------ DONNÉES DE L'EXERCICE

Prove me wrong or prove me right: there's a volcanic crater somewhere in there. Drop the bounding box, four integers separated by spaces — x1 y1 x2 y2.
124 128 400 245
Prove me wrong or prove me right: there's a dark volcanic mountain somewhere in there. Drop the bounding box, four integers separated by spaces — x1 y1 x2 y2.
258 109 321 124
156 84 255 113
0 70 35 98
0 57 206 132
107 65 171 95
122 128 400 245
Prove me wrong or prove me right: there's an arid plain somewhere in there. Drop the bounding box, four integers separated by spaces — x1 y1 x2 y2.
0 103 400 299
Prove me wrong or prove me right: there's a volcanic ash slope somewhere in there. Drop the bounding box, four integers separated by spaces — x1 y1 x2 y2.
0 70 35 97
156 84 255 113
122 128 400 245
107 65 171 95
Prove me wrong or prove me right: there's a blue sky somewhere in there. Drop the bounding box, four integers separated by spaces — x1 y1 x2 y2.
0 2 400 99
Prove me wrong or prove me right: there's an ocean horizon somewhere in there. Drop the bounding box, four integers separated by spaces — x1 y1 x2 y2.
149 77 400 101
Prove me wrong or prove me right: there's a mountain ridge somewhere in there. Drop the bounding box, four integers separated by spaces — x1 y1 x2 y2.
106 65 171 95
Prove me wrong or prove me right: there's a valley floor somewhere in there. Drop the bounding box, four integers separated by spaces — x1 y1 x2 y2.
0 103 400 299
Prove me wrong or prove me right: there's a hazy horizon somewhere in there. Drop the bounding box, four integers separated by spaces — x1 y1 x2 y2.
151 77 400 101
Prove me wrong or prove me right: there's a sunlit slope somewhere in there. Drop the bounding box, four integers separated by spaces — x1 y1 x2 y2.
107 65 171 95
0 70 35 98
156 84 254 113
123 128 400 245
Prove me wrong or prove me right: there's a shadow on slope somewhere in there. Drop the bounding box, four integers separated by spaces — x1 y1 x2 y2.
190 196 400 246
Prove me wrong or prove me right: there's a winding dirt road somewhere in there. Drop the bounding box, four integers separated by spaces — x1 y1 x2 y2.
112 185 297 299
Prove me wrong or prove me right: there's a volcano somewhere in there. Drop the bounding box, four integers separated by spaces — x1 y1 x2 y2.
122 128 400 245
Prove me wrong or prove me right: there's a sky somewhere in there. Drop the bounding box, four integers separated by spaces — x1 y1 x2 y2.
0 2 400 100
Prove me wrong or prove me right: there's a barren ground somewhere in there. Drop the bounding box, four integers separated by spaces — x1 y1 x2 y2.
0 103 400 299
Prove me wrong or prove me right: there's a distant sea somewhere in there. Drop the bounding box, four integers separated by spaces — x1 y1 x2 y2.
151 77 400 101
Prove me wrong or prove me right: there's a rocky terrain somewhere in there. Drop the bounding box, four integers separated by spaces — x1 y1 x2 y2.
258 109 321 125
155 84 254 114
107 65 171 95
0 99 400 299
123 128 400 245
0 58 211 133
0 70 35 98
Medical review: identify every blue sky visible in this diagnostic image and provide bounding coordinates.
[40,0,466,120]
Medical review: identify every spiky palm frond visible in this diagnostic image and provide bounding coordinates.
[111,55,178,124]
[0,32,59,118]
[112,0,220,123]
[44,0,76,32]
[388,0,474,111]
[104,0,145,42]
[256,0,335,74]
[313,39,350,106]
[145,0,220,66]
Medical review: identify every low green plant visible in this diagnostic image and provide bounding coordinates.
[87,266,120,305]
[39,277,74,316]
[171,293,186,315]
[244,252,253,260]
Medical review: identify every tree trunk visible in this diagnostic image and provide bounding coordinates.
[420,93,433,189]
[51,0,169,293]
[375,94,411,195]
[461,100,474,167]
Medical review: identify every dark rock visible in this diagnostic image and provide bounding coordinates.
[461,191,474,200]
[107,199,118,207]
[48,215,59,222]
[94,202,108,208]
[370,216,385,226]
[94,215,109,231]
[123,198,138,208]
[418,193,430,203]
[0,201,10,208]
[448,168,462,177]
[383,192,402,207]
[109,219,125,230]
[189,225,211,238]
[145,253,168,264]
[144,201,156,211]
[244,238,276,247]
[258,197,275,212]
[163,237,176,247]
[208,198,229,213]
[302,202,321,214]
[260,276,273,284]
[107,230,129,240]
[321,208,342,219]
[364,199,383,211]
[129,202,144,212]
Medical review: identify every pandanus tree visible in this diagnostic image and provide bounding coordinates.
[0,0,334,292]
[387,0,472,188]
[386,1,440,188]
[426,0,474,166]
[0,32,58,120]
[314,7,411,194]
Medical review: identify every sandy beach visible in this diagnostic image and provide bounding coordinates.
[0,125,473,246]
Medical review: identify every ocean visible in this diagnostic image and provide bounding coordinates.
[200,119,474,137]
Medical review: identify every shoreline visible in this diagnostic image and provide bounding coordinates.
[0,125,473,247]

------------

VOTRE TÂCHE>
Pouvez-vous recopier à l'identique chacune des lignes des enregistrements ci-dessus, du premier au dernier ?

RÉPONSE COMPLÈTE>
Prove me wrong or prove me right: there's a volcanic crater somewhere in there. Drop the bounding box, four integers separated by spaces — x1 y1 x2 y2.
124 128 400 245
Prove me wrong or prove me right: there's a dark volcanic mountain somewhere in there. Drop the bounding box, four integers separated by spaces — x1 y1 x2 y2.
258 109 321 124
156 84 255 113
0 70 35 98
0 57 206 132
107 65 171 95
122 128 400 245
Prove me wrong or prove me right: there's an arid plain somewhere in there. Drop the bounding box, four integers separated by spaces — x1 y1 x2 y2.
0 103 400 299
Prove me wrong or prove me right: there's a volcanic ash slope somewhere in there. Drop the bounding box, four integers separated by spaces — x1 y1 x2 y2.
0 70 35 97
156 84 255 113
122 128 400 245
107 65 171 95
Prove me wrong or prove me right: there's a blue sky somewhere in there. Drop the bounding box, four integers separated by spaces — x1 y1 x2 y2.
0 2 400 99
Prove me wrong or prove me right: there's an ocean horizon somewhere in there. Drop the bounding box, four integers separated by spaces — x1 y1 x2 y2.
149 77 400 101
Prove me wrong or prove me right: there's a mountain ridge somewhere in there. Drop the bounding box, four integers separated by spaces — x1 y1 x2 y2.
106 65 171 95
Prove me wrong or prove me right: there's a valley floor somewhere in there. Drop the bounding box, four integers separated by spaces — x1 y1 x2 y2.
0 103 400 299
Prove me wrong or prove me right: there's a hazy horizon somewhere in there. Drop the bounding box, four integers separated by spaces — x1 y1 x2 y2.
151 77 400 101
Prove me wrong or prove me right: there's a sunlit slope somewhere in there. Drop the bounding box, four integers separated by spaces — x1 y1 x2 y2.
107 65 171 95
0 70 35 98
156 84 254 113
123 128 400 245
Prove me wrong or prove me right: there's a shadow on slope somewhere in there. Drop the bounding box, four integers separated by spaces — x1 y1 x2 y2.
190 196 400 246
Prove me wrong or prove me right: there's a winding dirt road somewhere in there. Drop the bounding box, four integers separated by spaces — x1 y1 x2 y2.
112 185 297 299
Prove me wrong or prove me right: there's a volcano somewhere in there. Drop the bounding box, four integers separated by spaces — x1 y1 x2 y2.
122 128 400 245
Prove me wrong or prove me right: there's a sky somewhere in there. Drop the bounding box, four integers separated by spaces — x1 y1 x2 y2.
0 2 400 100
Prove me wrong or prove me right: there's a barren ground somewhere in there. Drop the bounding box, four integers separated by spaces — x1 y1 x2 y2.
0 103 400 299
Prove me wrong or prove me right: there's a distant sea somewhere in there. Drop the bounding box, four integers separated by spaces — x1 y1 x2 y2.
151 77 400 101
Prove me wrong or prove me right: there's a rocky terrain somewhere in there. Drop the bounding box, four integers separated by spaces — x1 y1 x2 y2.
258 109 321 125
155 84 254 114
107 65 171 95
0 99 400 299
123 128 400 245
0 58 211 133
0 70 35 98
Medical review: identify every blue sky visible in this diagnostic image and provide bounding coordinates.
[40,0,466,120]
Medical review: identify every spiky palm frond visible in this diagnostic image and provide bounding coordinates.
[111,55,178,124]
[0,32,59,118]
[112,0,220,123]
[44,0,76,32]
[388,0,474,111]
[104,0,145,42]
[256,0,335,74]
[313,39,350,106]
[145,0,220,66]
Medical review: identify every low green plant visible in this diagnostic image and provide bounding coordinates.
[87,266,120,305]
[39,277,74,316]
[171,293,186,315]
[244,252,253,260]
Medical review: identify every tree trunk visible in this diagnostic image and provide bounding coordinates.
[420,93,433,189]
[51,0,169,293]
[375,94,411,195]
[461,100,474,167]
Medical review: identify every dark rock visible in this diagnostic image and provide bounding coordinates.
[461,191,474,200]
[107,199,118,207]
[48,215,59,222]
[94,202,108,208]
[370,216,385,226]
[94,215,109,231]
[123,198,138,208]
[418,193,430,203]
[0,201,10,208]
[448,168,462,177]
[383,192,402,207]
[109,219,125,230]
[189,225,211,238]
[145,253,168,264]
[144,201,156,211]
[244,238,276,247]
[258,197,275,212]
[163,237,176,247]
[208,198,229,213]
[302,202,321,214]
[260,276,273,284]
[107,230,129,240]
[321,208,342,219]
[364,199,383,211]
[129,202,144,212]
Medical review: identify every pandanus tree visible in this diagnostic image and provide bounding coordinates.
[0,0,334,292]
[387,0,472,188]
[386,1,440,188]
[426,0,474,166]
[0,32,58,120]
[314,7,411,194]
Medical review: identify every sandy beach visible in this diagnostic image and provide bounding coordinates.
[0,125,473,246]
Medical review: identify every ocean visible in this diagnostic image and provide bounding coordinates.
[200,119,474,137]
Medical review: identify every shoreline visible in this diagnostic image and provide bounding coordinates.
[0,125,473,247]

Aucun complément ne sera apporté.